CHALLENGE 1 - Translate into Spanish this sentence from the Sofacy report: "Analysis of the email header data showed that the sender address was spoofed and did not originate from IHSMarkit at all."

PASSAGE -
Sofacy Attacks Multiple Government Entities

Bryan Lee


Category: Unit 42

The Sofacy group (AKA APT28, Fancy Bear, STRONTIUM, Sednit, Tsar Team, Pawn Storm) is a well-known adversary that remains highly active in the new calendar year of 2018. Unit 42 actively monitors this group due to their persistent nature globally across all industry verticals. Recently, we discovered a campaign launched at various Ministries of Foreign Affairs around the world. Interestingly, there appear to be two parallel efforts within the campaign, with each effort using a completely different toolset for the attacks. In this blog, we will discuss one of the efforts which leveraged tools that have been known to be associated with the Sofacy group.

 

Attack Details

At the beginning of February 2018, we discovered an attack targeting two government institutions related to foreign affairs. These entities are not regionally congruent, and the only shared victimology involves their organizational functions. Specifically, one organization is geographically located in Europe and the other in North America. The initial attack vector leveraged a phishing email (seen in Figure 1), using the subject line of Upcoming Defense events February 2018 and a sender address claiming to be from Jane’s 360 defense events <events@ihsmarkit.com>. Jane’s by IHSMarkit is a well-known supplier of information and analysis often times associated with the defense and government sector. Analysis of the email header data showed that the sender address was spoofed and did not originate from IHSMarkit at all. The lure text in the phishing email claims the attachment is a calendar of events relevant to the targeted organizations and contained specific instructions regarding the actions the victim would have to take if they had “trouble viewing the document”.

DATA LISTING -
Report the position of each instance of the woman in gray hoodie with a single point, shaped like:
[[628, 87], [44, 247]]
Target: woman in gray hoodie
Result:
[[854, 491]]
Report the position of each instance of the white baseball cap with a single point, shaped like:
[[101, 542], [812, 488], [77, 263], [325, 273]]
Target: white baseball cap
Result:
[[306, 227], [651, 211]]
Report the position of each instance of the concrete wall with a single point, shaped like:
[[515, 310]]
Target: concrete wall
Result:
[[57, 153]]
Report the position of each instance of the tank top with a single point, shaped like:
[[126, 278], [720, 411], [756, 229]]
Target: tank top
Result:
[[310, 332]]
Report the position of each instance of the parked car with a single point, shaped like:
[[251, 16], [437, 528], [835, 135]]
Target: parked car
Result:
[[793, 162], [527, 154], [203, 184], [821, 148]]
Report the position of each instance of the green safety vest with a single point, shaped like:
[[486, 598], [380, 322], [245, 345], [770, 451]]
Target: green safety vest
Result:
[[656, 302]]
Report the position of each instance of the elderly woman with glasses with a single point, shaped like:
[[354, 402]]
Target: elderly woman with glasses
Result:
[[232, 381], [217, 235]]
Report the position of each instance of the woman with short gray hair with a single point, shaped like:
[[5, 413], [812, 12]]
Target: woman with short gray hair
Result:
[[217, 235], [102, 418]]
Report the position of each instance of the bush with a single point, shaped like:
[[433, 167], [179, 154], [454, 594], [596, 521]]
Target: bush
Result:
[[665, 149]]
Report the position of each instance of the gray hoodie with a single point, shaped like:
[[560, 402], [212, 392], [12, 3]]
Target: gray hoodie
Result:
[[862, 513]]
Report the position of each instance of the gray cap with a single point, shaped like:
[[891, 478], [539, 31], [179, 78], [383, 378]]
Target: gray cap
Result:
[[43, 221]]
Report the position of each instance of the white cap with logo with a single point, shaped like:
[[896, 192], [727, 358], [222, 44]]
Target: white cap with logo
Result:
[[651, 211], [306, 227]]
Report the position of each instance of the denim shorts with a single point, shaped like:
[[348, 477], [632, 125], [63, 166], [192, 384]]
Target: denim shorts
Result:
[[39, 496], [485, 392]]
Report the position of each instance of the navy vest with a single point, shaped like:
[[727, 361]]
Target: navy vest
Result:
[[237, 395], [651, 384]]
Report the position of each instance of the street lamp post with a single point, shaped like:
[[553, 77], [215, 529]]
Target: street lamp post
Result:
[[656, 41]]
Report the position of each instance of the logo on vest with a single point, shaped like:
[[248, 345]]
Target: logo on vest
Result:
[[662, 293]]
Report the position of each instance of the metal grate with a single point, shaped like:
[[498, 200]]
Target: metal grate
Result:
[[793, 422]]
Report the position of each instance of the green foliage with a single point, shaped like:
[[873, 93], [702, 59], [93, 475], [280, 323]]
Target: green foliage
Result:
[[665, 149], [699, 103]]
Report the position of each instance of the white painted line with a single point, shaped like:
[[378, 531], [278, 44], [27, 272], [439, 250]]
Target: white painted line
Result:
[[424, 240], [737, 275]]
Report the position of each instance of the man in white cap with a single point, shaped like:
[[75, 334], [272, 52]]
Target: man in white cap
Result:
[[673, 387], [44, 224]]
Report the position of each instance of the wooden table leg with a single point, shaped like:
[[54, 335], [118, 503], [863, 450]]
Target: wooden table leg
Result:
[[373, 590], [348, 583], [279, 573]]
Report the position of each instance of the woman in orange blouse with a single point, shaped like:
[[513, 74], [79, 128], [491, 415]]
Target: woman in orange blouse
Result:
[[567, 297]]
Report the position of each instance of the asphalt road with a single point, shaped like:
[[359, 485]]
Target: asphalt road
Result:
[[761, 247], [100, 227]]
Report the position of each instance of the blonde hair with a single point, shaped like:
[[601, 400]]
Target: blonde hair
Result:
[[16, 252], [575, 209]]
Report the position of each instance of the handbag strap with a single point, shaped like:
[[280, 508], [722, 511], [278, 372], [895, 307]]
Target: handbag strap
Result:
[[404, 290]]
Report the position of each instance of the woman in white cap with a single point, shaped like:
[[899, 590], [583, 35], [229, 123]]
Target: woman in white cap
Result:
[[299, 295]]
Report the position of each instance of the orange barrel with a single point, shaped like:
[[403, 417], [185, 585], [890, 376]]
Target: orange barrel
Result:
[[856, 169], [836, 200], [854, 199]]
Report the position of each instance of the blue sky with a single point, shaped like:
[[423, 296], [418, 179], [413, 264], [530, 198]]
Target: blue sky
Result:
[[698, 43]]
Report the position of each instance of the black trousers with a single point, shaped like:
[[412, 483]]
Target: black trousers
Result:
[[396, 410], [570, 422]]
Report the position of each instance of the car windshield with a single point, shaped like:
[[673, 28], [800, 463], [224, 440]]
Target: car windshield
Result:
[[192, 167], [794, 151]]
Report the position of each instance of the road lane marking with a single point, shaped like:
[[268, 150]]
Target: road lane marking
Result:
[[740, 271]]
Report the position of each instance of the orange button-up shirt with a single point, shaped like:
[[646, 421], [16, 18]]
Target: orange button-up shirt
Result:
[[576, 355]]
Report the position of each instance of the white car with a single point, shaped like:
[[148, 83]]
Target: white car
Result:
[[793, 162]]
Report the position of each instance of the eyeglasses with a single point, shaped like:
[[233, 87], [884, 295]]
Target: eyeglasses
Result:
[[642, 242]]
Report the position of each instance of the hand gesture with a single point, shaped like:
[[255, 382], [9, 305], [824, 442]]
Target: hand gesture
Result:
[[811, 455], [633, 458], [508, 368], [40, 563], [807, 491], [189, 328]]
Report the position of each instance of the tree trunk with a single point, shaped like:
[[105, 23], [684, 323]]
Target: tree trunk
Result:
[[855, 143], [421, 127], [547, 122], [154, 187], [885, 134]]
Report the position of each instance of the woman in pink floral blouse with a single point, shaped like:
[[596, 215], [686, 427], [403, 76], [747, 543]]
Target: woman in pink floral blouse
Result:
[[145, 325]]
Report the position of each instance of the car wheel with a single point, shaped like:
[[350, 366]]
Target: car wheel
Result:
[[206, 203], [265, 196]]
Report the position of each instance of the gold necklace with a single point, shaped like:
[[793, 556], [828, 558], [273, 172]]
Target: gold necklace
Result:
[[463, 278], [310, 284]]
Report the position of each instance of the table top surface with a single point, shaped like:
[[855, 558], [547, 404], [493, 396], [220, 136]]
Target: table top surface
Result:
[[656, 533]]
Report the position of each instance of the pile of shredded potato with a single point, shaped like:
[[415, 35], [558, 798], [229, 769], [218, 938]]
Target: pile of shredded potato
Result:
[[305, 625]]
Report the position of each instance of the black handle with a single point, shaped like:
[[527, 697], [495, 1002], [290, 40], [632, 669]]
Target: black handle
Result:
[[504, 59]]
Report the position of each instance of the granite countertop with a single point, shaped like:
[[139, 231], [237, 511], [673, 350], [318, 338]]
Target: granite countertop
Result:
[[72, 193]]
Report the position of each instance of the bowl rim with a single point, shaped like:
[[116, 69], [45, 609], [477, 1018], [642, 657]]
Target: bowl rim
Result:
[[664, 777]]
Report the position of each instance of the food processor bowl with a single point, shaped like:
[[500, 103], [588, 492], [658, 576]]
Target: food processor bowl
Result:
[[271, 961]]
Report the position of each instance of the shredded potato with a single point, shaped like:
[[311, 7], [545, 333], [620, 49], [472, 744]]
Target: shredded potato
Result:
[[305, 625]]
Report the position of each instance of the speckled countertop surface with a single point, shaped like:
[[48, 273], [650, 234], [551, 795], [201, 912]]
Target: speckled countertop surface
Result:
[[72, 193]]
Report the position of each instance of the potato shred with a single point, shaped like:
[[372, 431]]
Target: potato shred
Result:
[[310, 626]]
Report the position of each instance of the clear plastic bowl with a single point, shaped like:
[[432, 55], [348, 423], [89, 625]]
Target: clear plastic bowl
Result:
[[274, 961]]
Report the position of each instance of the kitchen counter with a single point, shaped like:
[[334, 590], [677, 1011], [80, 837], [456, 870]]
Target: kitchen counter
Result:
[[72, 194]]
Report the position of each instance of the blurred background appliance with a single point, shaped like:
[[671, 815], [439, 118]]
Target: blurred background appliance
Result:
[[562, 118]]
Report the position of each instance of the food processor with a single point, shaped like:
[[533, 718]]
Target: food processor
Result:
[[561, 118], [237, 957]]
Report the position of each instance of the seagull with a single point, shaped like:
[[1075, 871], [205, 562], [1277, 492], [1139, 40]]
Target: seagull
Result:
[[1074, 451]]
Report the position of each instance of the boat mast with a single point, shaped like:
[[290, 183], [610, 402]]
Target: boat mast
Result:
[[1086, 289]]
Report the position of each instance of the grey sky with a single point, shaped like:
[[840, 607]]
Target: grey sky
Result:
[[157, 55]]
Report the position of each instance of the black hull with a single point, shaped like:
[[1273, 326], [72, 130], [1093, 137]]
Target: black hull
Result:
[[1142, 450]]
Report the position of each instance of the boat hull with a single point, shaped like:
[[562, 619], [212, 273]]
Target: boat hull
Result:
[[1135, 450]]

CHALLENGE 2 - Rename "black handle" to "silver handle" in the listing lines starting at "Report the position of each instance of the black handle" and ending at "[[504, 59]]". Return only those lines with nothing else altered.

WRITTEN SOLUTION 1 - El análisis de los datos del encabezado del correo electrónico mostró que la dirección del remitente había sido falsificada y que no procedía en absoluto de IHSMarkit.

WRITTEN SOLUTION 2 -
Report the position of each instance of the silver handle with a single point, shaped like:
[[527, 697], [495, 1002], [290, 40], [632, 669]]
Target: silver handle
Result:
[[504, 59]]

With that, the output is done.